Task to complete – Each record is to be duplicated exactly, with nothing added.

---+---

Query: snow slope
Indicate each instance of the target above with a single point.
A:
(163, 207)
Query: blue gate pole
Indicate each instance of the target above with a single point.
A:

---+---

Answer to the problem –
Query: snow slope
Indicate each instance of the target above with a single point.
A:
(163, 207)
Query: blue gate pole
Indicate each instance of the target above with a single point.
A:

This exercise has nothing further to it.